§ DOCUMENT EXTRACT:
The right apps can transform your Android or iPhone—helping you stay organized, find your way, and enjoy your downtime. We test numerous apps each month to find the latest and greatest for your device, saving you time and storage space.
Below, we've compiled our top recommendations of the best new apps for iPhone and Android from across the year to help you get the most out of your phone. Read on to see which apps we loved in our hands-on testing.
Looking for an oldie but a goodie? Check out what apps we discovered in 2025.
Best Entertainment Apps
Deezer
A serious Spotify rival that costs less—if you're willing to pay for premium.
- Free with ads on the Apple App Store and Google Play Store.
- Premium is $11.99/month. Note: subscribing through Apple costs $14.99/month.
Deezer is a music streaming app with an impressive library, smart AI-built playlists, a podcast section, and a social feature for co-creating playlists with friends. The paid premium experience is a direct competitor to Spotify and Apple Music—and at $11.99/month, it undercuts both. Setup is slick: the app lets you import your existing library from Spotify or Apple Music so you're not starting from scratch.

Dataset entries
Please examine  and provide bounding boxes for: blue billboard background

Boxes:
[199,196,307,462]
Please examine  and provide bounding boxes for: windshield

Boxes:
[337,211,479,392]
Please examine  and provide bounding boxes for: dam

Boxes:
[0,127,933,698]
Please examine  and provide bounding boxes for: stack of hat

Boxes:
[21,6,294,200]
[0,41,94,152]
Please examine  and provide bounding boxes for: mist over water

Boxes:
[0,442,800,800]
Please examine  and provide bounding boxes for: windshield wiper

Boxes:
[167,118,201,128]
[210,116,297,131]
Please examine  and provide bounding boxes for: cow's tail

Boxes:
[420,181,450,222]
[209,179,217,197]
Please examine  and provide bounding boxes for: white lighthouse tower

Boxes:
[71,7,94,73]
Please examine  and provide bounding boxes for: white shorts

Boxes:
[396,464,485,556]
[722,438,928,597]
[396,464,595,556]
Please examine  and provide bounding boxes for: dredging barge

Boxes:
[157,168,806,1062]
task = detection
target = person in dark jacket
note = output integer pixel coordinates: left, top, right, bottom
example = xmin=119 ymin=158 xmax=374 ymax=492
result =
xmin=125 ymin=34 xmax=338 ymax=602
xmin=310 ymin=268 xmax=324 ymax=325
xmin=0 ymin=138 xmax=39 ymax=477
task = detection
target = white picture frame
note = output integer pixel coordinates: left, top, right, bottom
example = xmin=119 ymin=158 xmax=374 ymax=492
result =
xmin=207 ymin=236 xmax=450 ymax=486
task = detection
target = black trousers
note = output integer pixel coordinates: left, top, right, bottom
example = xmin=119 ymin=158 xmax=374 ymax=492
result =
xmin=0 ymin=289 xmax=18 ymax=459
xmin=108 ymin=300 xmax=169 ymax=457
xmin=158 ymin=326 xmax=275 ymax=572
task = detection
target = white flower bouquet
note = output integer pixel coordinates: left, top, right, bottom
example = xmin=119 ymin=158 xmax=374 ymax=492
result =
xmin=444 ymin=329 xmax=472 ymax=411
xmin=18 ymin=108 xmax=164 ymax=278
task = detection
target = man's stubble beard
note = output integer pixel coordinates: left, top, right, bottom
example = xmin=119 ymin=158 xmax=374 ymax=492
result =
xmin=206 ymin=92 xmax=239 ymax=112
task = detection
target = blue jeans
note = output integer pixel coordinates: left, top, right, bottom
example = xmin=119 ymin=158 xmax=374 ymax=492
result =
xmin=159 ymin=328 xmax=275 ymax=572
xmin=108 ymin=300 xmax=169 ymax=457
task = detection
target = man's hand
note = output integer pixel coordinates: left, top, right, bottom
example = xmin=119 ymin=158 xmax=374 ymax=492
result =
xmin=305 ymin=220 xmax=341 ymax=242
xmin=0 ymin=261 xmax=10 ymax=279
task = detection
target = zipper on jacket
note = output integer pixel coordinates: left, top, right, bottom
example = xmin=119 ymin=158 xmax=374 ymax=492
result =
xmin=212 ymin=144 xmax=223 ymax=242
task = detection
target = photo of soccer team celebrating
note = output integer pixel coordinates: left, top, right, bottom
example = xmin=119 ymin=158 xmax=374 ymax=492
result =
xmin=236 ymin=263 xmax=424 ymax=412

§ EXERCISE INSTRUCTIONS: Rewrite everything from "Below, we've compiled" down to "pay for premium." in the app roundup, swapping "recommendations" for "picks".

§ ANSWER TO THIS TASK:
Below, we've compiled our top picks of the best new apps for iPhone and Android from across the year to help you get the most out of your phone. Read on to see which apps we loved in our hands-on testing.
Looking for an oldie but a goodie? Check out what apps we discovered in 2025.
Best Entertainment Apps
Deezer
A serious Spotify rival that costs less—if you're willing to pay for premium.